TASK: Write out the lines from the one containing "For the benchmark, spot each instance of the long-haired" through the end of the records, both ends included, shifting every coordinate in the answers by adding 116 to each number.

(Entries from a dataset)
** begin **

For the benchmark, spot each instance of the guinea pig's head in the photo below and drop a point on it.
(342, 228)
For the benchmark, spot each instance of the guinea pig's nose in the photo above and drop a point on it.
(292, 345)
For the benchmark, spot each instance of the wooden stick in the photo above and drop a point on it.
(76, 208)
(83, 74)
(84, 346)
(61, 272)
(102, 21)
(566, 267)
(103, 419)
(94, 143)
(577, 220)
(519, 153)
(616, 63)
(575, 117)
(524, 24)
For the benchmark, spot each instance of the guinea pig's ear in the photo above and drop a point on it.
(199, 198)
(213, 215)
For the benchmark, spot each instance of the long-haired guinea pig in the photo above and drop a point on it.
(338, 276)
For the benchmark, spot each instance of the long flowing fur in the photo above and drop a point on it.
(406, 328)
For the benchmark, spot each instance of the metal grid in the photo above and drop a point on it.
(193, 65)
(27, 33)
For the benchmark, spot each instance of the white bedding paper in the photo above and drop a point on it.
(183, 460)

** end **

SOLUTION FOR THIS PROBLEM:
For the benchmark, spot each instance of the long-haired guinea pig in the photo above and drop a point on it.
(454, 392)
For the benchmark, spot each instance of the long flowing fur in the photo above and drop a point on it.
(522, 444)
For the benchmark, spot each instance of the metal grid in the photo above and drop a point on it.
(309, 181)
(143, 149)
For the benchmark, spot each instance of the white bedding paper in the photo above and drop a point on it.
(299, 576)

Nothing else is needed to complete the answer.